#### TEXTO DE ORIGEM:
☆ ☆ ☆
Todas as ilusões são más; mas, como ensinam os santos, as piores de todas são as ilusões espirituais. São ciladas do diabo. As falhas da comunidade, como os desastres da família moderna, não podem ser preenchidas por ilusões, ainda que se chamem pastorais, sobretudo quando se chamam pastorais muito zelosas. “Não toquem na família!”. Já tocaram. Aliás a família andou sempre tocada, desde o princípio que anda tocada, ou não é ela o sítio do Pecado Original? Não tenhamos vergonha da nossa doutrina. “Quando as bocas se calarem, as pedras gritam”, avisou-nos Jesus. Aí está Freud a gritar o que nós temos calado.
Que a Igreja não tenha medo de ser oportuna e inoportuna, contra o Divórcio, contra o Aborto, etc. Quando a interrogarem “com que direito” intervém nestas questões declaradas da competência da consciência individual e/ou colectiva, a Igreja não deve dar uma resposta diferente da que deu Jesus. Isto é, não respondendo: “Também eu não vos digo com que direito faço isto!” [Mateus 21, 27]. Será que a Igreja é obrigada a responder a gente cuja hipocrisia nestas questões está patente em tantas atitudes contraditórias?
☆ ☆ ☆
#### LISTA DE TAREFAS:
1. Reescreva em forma de lista o parágrafo do texto de origem que começa por "Que a Igreja não tenha medo", mantendo os seus factos principais.
2. Transcreva do texto de origem o trecho que começa em "Que a Igreja não" e termina em "tantas atitudes contraditórias?".

#### EXCERTO DO MATERIAL:
☆ ☆ ☆
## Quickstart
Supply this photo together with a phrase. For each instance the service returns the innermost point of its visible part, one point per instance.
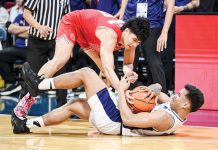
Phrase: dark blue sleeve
(18, 18)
☆ ☆ ☆
#### RESULTADOS DO EXERCÍCIO:
1.
- A Igreja não deve ter medo de ser oportuna e inoportuna, contra o Divórcio, contra o Aborto, etc.
- Quando lhe perguntarem com que direito intervém em questões declaradas da competência da consciência individual e/ou colectiva, deve dar a mesma resposta que Jesus deu.
- Essa resposta consiste em não responder: "Também eu não vos digo com que direito faço isto!" (Mateus 21, 27).
- Pergunta-se se a Igreja é obrigada a responder a gente cuja hipocrisia nestas questões está patente em tantas atitudes contraditórias.

2.
Que a Igreja não tenha medo de ser oportuna e inoportuna, contra o Divórcio, contra o Aborto, etc. Quando a interrogarem “com que direito” intervém nestas questões declaradas da competência da consciência individual e/ou colectiva, a Igreja não deve dar uma resposta diferente da que deu Jesus. Isto é, não respondendo: “Também eu não vos digo com que direito faço isto!” [Mateus 21, 27]. Será que a Igreja é obrigada a responder a gente cuja hipocrisia nestas questões está patente em tantas atitudes contraditórias?